[Dataset entries]
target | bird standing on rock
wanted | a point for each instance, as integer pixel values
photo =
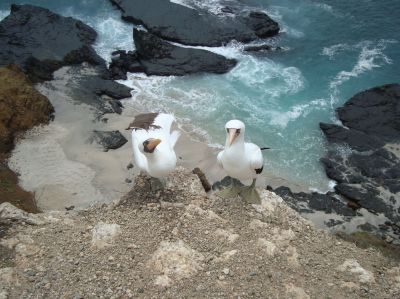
(153, 145)
(241, 160)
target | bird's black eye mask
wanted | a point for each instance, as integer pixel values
(146, 149)
(237, 131)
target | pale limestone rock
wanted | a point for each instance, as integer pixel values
(394, 275)
(269, 201)
(174, 261)
(292, 256)
(350, 285)
(258, 224)
(7, 277)
(194, 210)
(103, 234)
(295, 292)
(267, 246)
(10, 213)
(226, 235)
(352, 266)
(225, 256)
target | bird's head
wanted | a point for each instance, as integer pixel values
(149, 145)
(234, 131)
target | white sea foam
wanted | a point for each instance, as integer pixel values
(3, 14)
(371, 56)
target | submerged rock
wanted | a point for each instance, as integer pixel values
(109, 139)
(363, 159)
(40, 41)
(186, 25)
(155, 56)
(21, 106)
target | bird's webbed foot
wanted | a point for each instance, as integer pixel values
(157, 184)
(230, 191)
(249, 194)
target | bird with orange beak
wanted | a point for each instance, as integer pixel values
(153, 144)
(241, 160)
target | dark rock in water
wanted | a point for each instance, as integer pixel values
(40, 41)
(309, 202)
(125, 62)
(368, 173)
(196, 27)
(109, 139)
(363, 159)
(158, 57)
(375, 112)
(354, 138)
(225, 182)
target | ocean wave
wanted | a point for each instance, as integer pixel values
(112, 32)
(282, 118)
(371, 56)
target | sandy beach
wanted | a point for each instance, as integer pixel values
(63, 169)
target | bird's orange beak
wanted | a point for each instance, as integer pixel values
(232, 136)
(151, 144)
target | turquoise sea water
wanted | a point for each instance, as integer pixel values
(332, 50)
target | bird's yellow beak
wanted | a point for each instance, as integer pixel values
(151, 144)
(232, 136)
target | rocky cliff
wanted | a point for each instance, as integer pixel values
(184, 243)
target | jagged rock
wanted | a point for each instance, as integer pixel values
(123, 63)
(85, 85)
(104, 233)
(21, 106)
(356, 139)
(109, 139)
(351, 265)
(40, 41)
(11, 214)
(375, 112)
(159, 57)
(309, 202)
(175, 261)
(190, 26)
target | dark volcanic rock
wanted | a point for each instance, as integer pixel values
(40, 41)
(368, 174)
(109, 139)
(189, 26)
(375, 112)
(354, 138)
(21, 106)
(84, 85)
(158, 57)
(123, 63)
(309, 202)
(363, 159)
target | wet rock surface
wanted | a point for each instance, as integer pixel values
(109, 139)
(155, 56)
(364, 156)
(40, 41)
(21, 106)
(193, 26)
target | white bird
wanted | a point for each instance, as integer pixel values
(153, 144)
(242, 161)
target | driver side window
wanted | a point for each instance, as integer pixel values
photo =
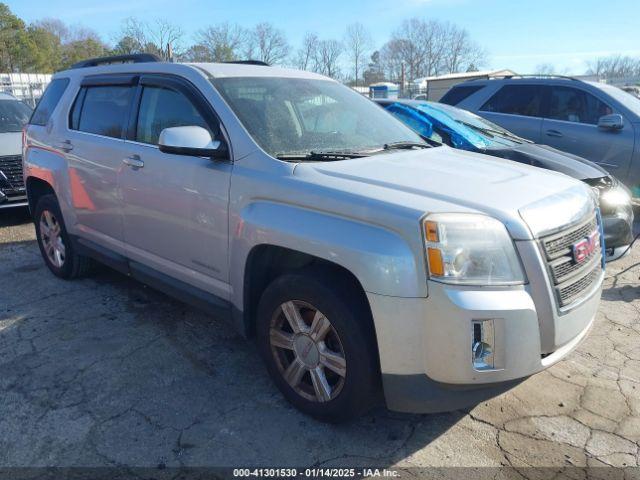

- **TRY IT**:
Provide the lines again, unchanged, from where the data above begins through the line containing "target | bird's webbed foot", both ends included, omitting pictures and adding nothing.

- **RESPONSE AREA**:
target | bird standing on rock
wanted | a point for each instance, as integer pixel values
photo =
(153, 145)
(241, 160)
target | bird's black eye mask
wanted | a point for each instance, as integer pixel values
(146, 149)
(237, 131)
target | pale limestone rock
wanted | a point for each instance, as integer pixel values
(394, 275)
(269, 201)
(174, 261)
(292, 256)
(350, 285)
(258, 224)
(7, 277)
(194, 210)
(103, 234)
(295, 292)
(267, 246)
(10, 213)
(226, 235)
(352, 266)
(225, 256)
target | bird's head
wanted | a point for each instance, as integer pixel values
(149, 145)
(234, 131)
target | white sea foam
wanted | a point for each instance, as integer pixel values
(3, 14)
(371, 56)
target | submerged rock
wanted | a point for each instance, as integer pixel values
(109, 139)
(363, 159)
(40, 41)
(186, 25)
(155, 56)
(21, 106)
target | bird's webbed foot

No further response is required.